Objectives ::
a. List every function name beginning with "svc_" that appears in the svcrpc patch thread.
b. Please go on with the svcrpc patch thread after its last sentence.

Text ::
## start
Re: [PATCH 1/4] svcrpc: never clear XPT_BUSY on dead xprt

[Date Prev][Date Next][Thread Prev][Thread Next][Date Index][Thread Index]

 



On Tue, Oct 26, 2010 at 08:59:47AM -0400, J. Bruce Fields wrote:
> On Tue, Oct 26, 2010 at 12:28:20PM +1100, Neil Brown wrote:
> > On Mon, 25 Oct 2010 20:30:08 -0400
> > "J. Bruce Fields" <bfields@xxxxxxxxxxxx> wrote:
> > > 
> > >     svcrpc: simplify svc_close_xprt, fix minor race
> > >     
> > >     We're assuming that in the XPT_BUSY case, somebody else will take care
> > >     of the close.  But that's not necessarily the case (e.g. if
> > >     svc_xprt_enqueue() exits due to a lack of write space).  So the close
> > >     could in theory be delayed indefinitely.  We should be calling
> > >     svc_xprt_enqueue() after every set of XPT_CLOSE.
> > >     
> > >     Also with svc_close_all() no longer relying on svc_close, it no longer
> > >     needs to be able to immediately do the svc_delete_xprt() itself.
> > >     
> > >     Signed-off-by: J. Bruce Fields <bfields@xxxxxxxxxx>
> > > 
> > > diff --git a/net/sunrpc/svc_xprt.c b/net/sunrpc/svc_xprt.c
> > > index 8c018df..dfee123 100644
> > > --- a/net/sunrpc/svc_xprt.c
> > > +++ b/net/sunrpc/svc_xprt.c
> > > @@ -928,11 +928,7 @@ void svc_delete_xprt(struct svc_xprt *xprt)
> > >  void svc_close_xprt(struct svc_xprt *xprt)
> > >  {
> > >  	set_bit(XPT_CLOSE, &xprt->xpt_flags);
> > > -	if (test_and_set_bit(XPT_BUSY, &xprt->xpt_flags))
> > > -		/* someone else will have to effect the close */
> > > -		return;
> > > -
> > > -	svc_delete_xprt(xprt);
> > > +	svc_xprt_enqueue(xprt);
> > >  }
> > >  EXPORT_SYMBOL_GPL(svc_close_xprt);
> > >  
> > 
> > I'm not quite so sure about this one.
> > 
> > svc_close_xprt gets called when user-space writes some magic string to some
> > magic file.  This could be done when there are no active nfsd threads.
> > It is a bit far fetched, but you could tell nfsd to open a socket, then tell
> > it to close it, before telling it to start any threads.
> > 
> > In that case the socket would stay open until the first thread was started.
## end
Data extract ::
## start
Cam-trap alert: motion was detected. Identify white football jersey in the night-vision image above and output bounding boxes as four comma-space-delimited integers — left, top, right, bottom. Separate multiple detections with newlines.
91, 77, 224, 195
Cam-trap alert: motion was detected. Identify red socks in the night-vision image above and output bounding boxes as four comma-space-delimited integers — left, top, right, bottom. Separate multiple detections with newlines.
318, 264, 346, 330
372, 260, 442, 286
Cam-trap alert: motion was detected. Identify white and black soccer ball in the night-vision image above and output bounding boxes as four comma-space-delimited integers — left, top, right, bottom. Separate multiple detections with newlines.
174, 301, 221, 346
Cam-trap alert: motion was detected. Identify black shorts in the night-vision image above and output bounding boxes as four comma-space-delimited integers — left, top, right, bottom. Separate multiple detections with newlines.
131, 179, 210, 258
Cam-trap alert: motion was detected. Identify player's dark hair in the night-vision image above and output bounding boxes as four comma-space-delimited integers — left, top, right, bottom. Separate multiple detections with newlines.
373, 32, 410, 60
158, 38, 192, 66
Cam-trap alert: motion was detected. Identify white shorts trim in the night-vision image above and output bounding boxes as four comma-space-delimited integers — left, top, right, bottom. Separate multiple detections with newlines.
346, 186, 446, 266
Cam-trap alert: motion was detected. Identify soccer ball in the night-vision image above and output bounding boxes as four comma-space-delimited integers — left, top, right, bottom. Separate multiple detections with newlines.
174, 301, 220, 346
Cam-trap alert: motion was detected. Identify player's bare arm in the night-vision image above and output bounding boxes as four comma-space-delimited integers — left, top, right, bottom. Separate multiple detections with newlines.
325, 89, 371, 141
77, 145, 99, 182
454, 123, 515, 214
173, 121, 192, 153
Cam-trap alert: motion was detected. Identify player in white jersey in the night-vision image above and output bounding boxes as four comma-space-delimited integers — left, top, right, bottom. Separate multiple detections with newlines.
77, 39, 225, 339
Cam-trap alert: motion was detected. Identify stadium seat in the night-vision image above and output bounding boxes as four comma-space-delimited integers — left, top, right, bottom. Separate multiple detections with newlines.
## end
Solved problems ::
a.
svc_close_xprt
svc_xprt_enqueue
svc_close_all
svc_close
svc_delete_xprt

b.
> 
> Thanks, that's an odd case, but I think you're right.  OK:

Actually.... I think the real race here is the fault of the write-space
check: once we've taken XPT_BUSY, we really do need to guarantee that
we'll arrange to have svc_xprt_enqueue() called again after clearing
XPT_BUSY, to avoid missing any events that arrived while we were
processing ours.  So putting the wspace check after taking XPT_BUSY in
svc_xprt_enqueue looks to me like a bug that could cause processing to
stall unnecessarily in some unlikely cases.

--b.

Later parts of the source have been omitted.